— BEGIN Extract —

# Forum Home Renovation Kitchens  How to Seal Chipboard Kitchen edges from damp??

## martyjames

Hi All 
I bought a pretty good second hand kitchen - few years old but in good nick. Its for a granny flat. 
The bottom of the cupboard carcases and kickboards  where they will sit on the floor are NOT sealed or laminated with anything , so if water ever leaks (or fridge leaks etc etc) they will probably soak up any water and may be ruined. I have read that you can use varnish to 'seal' the chip board. Any suggestions on the best product would be appreciated. 
Thank you 
Marty

----------


## Godzilla73

G'day, 
What you're talking about can be done but why? A lot of work for little gain, i gather the cabinets have what are called toe cuts and the carcase ends goes to the floor? If you're that worried about it, cut them off flush with the cabinet base and add plastic legs, probably the easiest way for a diy install. 
Then if the worst does happen all you have to do is replace the kicker faces.

----------


## martyjames

Hi, the cupboards sit on seperate chipboard frames with the kickboard integral to that frame. I just want to seal that frame and kickborad where it touches the floor (good idea about the plastic legs, but i dont want to go that way). Is polyeurathene the way to seal them?? 
thanks

----------


## Godzilla73

I wouldn't think it'd offer much protection, maybe remake then out of solid timber, T/P maybe...

----------


## Random Username

The gold standard for sealing the edges would be to use a few coats of marine epoxy such as Botecote; the 'whatever is handy' standard would be a few coats of any oil based enamel.  All depends on how wet you'd ever expect the floor to get, and for how long.

----------


## METRIX

I really wouldn't worry about it. 
But if it concerns you, and if it is only the edge ie; the part which is touching the floor use a waterbased waterpfoofing compound, green shed sells them in 1 liter containers, something like crommelin pond seal, it comes in many colours instead of the usual black, but as said in earlier posts a lot of work for little gain. 
If you bought the kitchen 2nd hand it has obviously lasted till now, so it should be ok.  Pond Sealer Colours: Waterproofing: Crommelin

----------


## martyjames

thanks for the useful input guys - the kitchens 12 years old but in pretty good nick. It is not laminate but veneer (on the doors) and will come up nicely i hope. There is no water damage on the bases - the cupboards sit on seperate frames with the kickboards at the front - thats the part i want to waterproof. Hopefully wont happen , but , say if theres a dishwasher problem (which i had once and caused damage) , for the sake of a bit of work it might save a lot of hassle later. 
Thanks again

----------

— END Extract —
— BEGIN Records shown —

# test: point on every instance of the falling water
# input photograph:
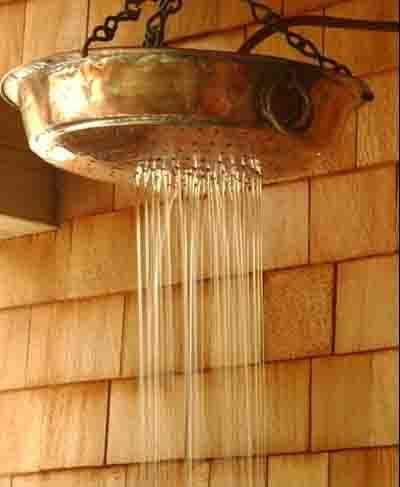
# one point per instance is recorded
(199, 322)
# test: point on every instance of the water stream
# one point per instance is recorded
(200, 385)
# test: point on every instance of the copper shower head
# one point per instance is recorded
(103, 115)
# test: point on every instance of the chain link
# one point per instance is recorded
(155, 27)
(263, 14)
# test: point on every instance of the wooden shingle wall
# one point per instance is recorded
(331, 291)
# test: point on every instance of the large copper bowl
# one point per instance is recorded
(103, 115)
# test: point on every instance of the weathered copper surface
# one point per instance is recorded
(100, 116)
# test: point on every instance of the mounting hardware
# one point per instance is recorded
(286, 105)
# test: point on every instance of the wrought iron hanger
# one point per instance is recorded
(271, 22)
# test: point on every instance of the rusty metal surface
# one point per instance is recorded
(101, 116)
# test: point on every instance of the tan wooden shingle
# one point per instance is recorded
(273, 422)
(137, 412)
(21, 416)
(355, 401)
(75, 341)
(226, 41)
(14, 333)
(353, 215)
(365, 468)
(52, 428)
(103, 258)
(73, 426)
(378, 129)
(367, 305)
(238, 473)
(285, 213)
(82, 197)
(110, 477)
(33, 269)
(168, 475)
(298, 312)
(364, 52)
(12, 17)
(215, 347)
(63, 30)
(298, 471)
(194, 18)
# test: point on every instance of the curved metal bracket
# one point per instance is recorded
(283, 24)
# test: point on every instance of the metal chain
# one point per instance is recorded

— END Records shown —

— Goal 1 —
According to the forum thread on sealing chipboard kitchen edges, what does the post by Random Username name as an example of a marine epoxy?
— Goal 2 —
Extract from the forum thread the stretch from "I wouldn't think" through "for how long.".

— Task result 1 —
Botecote

— Task result 2 —
I wouldn't think it'd offer much protection, maybe remake then out of solid timber, T/P maybe...

----------


## Random Username

The gold standard for sealing the edges would be to use a few coats of marine epoxy such as Botecote; the 'whatever is handy' standard would be a few coats of any oil based enamel.  All depends on how wet you'd ever expect the floor to get, and for how long.